:: What is expected ::
Copy every line of text in the material below character for character, leaving out the picture.

** begin **

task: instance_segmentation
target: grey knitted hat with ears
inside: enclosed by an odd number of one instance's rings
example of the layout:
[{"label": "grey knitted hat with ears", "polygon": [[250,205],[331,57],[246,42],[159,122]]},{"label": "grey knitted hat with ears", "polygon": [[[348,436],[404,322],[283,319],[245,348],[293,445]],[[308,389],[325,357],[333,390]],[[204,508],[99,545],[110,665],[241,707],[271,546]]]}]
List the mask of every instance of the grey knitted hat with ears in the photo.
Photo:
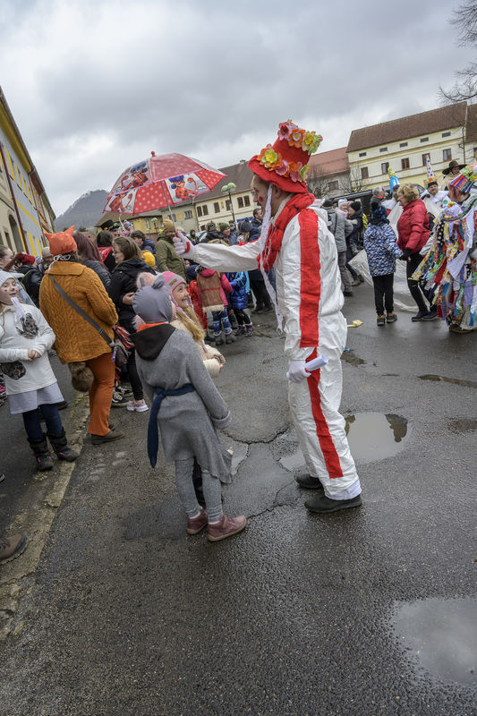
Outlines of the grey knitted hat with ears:
[{"label": "grey knitted hat with ears", "polygon": [[152,286],[146,286],[141,278],[142,288],[134,294],[132,308],[145,323],[169,323],[173,307],[170,286],[166,285],[163,276],[158,276]]}]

** end **

:: Written solution ::
task: instance_segmentation
target: grey knitted hat with ears
inside: enclosed by an odd number of one instance's rings
example of the layout:
[{"label": "grey knitted hat with ears", "polygon": [[250,205],[331,57],[246,42],[159,122]]},{"label": "grey knitted hat with ears", "polygon": [[[348,436],[404,322],[283,319],[245,348],[293,445]],[[308,389],[325,357],[333,390]],[[204,508],[99,545],[110,665],[241,707],[271,546]]]}]
List the mask of every instance of the grey knitted hat with ears in the photo.
Photo:
Outlines of the grey knitted hat with ears:
[{"label": "grey knitted hat with ears", "polygon": [[152,286],[146,286],[141,278],[142,288],[134,294],[132,308],[145,323],[169,323],[173,307],[170,286],[166,285],[163,276],[158,276]]}]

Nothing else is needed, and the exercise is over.